▸ Short task:
Copy out, word for word, the lines of the material below running from the line containing "the girl's hand" through the end of the material, with both ends included.

======

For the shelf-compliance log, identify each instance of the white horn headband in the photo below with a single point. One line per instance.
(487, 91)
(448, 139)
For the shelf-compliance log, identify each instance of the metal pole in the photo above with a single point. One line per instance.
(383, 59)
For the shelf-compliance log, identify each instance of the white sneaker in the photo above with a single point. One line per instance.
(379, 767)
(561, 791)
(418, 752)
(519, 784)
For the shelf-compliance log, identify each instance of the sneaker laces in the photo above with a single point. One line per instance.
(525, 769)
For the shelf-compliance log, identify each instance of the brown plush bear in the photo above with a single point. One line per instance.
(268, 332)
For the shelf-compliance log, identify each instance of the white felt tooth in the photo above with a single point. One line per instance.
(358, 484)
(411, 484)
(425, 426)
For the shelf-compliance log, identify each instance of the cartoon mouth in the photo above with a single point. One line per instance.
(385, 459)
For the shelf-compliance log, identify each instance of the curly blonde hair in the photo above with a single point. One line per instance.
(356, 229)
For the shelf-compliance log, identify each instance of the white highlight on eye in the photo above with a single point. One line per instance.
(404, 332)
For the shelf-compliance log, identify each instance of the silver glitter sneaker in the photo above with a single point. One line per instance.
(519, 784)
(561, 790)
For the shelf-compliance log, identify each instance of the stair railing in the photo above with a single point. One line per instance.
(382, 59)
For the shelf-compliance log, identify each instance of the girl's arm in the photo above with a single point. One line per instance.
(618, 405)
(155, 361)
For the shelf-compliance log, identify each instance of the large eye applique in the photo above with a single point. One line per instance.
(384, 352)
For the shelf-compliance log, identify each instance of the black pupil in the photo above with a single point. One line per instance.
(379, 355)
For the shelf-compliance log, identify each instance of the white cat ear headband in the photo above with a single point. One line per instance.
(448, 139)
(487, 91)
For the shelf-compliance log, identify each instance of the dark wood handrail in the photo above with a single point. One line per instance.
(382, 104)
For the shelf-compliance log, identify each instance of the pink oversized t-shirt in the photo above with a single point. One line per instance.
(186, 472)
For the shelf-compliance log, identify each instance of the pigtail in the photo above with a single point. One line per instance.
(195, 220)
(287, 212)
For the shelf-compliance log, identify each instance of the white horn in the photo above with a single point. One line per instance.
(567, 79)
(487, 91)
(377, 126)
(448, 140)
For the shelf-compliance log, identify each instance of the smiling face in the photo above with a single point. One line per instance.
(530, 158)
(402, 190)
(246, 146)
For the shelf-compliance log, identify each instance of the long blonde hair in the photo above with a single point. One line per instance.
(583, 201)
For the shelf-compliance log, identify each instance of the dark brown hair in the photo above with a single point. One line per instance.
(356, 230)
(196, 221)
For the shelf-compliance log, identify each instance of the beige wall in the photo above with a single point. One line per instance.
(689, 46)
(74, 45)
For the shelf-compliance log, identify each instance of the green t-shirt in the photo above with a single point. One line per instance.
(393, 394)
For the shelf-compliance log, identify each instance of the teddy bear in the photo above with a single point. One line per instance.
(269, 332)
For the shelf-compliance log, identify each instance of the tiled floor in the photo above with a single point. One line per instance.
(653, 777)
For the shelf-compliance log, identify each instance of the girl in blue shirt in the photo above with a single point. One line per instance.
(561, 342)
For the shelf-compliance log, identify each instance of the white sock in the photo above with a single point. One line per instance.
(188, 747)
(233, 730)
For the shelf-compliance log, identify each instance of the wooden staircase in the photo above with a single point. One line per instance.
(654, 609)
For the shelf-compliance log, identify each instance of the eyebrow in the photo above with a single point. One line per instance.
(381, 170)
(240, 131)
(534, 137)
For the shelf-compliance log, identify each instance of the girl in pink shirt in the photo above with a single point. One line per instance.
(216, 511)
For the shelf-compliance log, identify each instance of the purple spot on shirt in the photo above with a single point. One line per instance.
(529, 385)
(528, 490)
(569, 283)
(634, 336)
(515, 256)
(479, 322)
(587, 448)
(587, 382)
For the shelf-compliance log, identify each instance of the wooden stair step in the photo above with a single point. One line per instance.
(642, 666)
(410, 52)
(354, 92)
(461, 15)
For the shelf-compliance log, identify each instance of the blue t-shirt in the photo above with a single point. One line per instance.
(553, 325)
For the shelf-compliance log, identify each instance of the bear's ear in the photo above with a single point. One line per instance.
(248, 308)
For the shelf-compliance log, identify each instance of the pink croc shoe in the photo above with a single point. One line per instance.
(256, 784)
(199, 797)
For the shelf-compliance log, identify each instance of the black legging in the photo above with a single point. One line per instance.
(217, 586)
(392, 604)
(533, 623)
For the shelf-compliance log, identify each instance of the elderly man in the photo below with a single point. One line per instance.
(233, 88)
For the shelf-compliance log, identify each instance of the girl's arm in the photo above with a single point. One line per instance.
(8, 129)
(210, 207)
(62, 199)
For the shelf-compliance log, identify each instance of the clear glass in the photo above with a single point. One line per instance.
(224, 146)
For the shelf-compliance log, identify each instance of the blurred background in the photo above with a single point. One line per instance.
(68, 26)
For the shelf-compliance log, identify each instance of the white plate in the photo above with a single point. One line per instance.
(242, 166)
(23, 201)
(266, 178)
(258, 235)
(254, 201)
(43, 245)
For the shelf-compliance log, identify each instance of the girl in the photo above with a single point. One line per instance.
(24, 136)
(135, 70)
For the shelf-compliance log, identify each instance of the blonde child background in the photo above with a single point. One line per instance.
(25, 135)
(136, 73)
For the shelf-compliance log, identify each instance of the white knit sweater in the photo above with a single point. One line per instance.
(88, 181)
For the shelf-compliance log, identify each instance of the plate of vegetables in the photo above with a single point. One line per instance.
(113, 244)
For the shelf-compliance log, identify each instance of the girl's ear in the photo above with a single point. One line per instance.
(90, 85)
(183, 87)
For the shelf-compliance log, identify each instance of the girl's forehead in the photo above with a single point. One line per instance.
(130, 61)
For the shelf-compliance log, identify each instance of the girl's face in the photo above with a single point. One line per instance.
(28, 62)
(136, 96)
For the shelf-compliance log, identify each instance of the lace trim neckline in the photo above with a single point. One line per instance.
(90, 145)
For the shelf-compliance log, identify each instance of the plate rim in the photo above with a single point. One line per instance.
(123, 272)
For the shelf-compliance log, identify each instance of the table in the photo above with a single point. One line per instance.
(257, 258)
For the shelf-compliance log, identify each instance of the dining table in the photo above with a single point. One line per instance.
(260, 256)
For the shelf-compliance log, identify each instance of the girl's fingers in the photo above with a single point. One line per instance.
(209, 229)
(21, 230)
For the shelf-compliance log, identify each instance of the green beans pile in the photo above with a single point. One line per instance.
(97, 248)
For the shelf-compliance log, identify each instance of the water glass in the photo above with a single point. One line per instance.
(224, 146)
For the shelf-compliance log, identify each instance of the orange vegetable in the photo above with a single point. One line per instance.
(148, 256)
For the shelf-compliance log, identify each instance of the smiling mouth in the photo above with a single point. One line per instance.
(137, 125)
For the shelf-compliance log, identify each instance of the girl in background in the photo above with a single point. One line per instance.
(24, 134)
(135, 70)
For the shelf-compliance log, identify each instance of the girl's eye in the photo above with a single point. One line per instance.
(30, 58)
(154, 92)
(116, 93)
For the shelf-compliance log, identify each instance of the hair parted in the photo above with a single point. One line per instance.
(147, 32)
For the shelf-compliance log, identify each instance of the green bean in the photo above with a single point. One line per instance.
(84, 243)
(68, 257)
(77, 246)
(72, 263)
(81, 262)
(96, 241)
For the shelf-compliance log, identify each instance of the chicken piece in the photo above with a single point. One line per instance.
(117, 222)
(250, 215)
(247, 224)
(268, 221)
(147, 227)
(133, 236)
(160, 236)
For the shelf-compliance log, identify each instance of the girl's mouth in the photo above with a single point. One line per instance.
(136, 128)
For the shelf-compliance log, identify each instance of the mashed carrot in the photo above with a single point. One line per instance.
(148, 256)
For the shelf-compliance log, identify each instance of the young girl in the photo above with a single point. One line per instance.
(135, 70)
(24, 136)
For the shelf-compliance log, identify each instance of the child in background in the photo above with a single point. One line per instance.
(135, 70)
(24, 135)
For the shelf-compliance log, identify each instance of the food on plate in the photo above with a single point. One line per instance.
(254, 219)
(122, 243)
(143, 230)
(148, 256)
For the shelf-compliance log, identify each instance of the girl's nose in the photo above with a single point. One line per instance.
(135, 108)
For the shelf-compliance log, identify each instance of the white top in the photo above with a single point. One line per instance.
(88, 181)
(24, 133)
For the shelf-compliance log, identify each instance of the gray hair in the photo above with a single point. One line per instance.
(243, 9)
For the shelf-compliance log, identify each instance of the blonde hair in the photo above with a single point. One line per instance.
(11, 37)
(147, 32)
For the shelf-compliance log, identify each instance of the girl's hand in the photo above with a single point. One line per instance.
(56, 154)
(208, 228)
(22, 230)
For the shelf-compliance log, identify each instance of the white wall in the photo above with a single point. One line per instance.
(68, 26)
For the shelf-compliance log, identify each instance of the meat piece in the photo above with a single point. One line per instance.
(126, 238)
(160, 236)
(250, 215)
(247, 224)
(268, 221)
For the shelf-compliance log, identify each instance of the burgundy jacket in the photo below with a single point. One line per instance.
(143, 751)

======

▸ Solution for this exercise:
For the shelf-compliance log, identify each instance of the girl's hand in the photo above with a single point. One line per instance.
(56, 154)
(208, 228)
(22, 230)
For the shelf-compliance log, identify each instance of the white wall in the photo above with a single point. One line per instance.
(68, 26)
For the shelf-compliance log, identify each instance of the meat piece in the photo above with a single point. One line per instance.
(126, 238)
(160, 236)
(250, 215)
(247, 224)
(268, 221)
For the shelf-compliance log, identify each instance of the burgundy jacket in the photo below with a single point. One line per instance.
(143, 751)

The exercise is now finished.